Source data

== == ==

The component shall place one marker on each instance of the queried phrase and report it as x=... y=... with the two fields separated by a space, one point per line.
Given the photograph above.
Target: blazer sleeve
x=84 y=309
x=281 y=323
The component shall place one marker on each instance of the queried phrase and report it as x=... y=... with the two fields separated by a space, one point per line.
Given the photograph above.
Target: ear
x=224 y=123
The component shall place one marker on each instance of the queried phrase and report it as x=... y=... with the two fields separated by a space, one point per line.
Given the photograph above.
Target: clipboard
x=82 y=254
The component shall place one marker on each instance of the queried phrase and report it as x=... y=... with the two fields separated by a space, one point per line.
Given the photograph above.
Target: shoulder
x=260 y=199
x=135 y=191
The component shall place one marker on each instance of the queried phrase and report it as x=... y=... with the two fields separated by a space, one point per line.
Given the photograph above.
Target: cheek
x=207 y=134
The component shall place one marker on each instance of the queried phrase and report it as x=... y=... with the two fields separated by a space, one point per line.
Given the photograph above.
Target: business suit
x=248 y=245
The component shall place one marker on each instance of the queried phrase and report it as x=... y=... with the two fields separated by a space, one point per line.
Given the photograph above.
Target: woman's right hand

== == ==

TRY IT: All records are to be retyped precisely.

WRITTEN RESPONSE:
The component shall place one marker on each instance of the queried phrase and report it as x=... y=... with the two fields separated by a space, one point per line.
Given the photograph above.
Target: blazer sleeve
x=84 y=309
x=281 y=323
The component shall place one marker on each instance of the queried phrase and report it as x=... y=... with the two fields separated by a space, one point per line.
Given the photograph above.
Target: ear
x=224 y=123
The component shall place one marker on each instance of the queried phrase and report it as x=... y=... with the two fields separated by a space, one point per line.
Given the photograph above.
Target: clipboard
x=82 y=254
The component shall place one marker on each instance of the queried phrase and report it as x=... y=... with the two fields separated by a space, one point per line.
Given the photograph above.
Target: shoulder
x=260 y=199
x=135 y=191
The component shall place one marker on each instance of the queried phrase and report it as x=... y=... with the two fields separated by a space, one point per line.
Given the photograph above.
Target: cheek
x=207 y=134
The component shall place one marker on each instance of the queried phrase and report it as x=... y=... with the two fields separated by a space, one point per line.
Given the photograph above.
Target: business suit
x=248 y=245
The component shall place one marker on each instance of the queried phrase and report it as x=... y=... with the two fields separated by a space, one point per line.
Given the photograph above.
Target: woman's right hand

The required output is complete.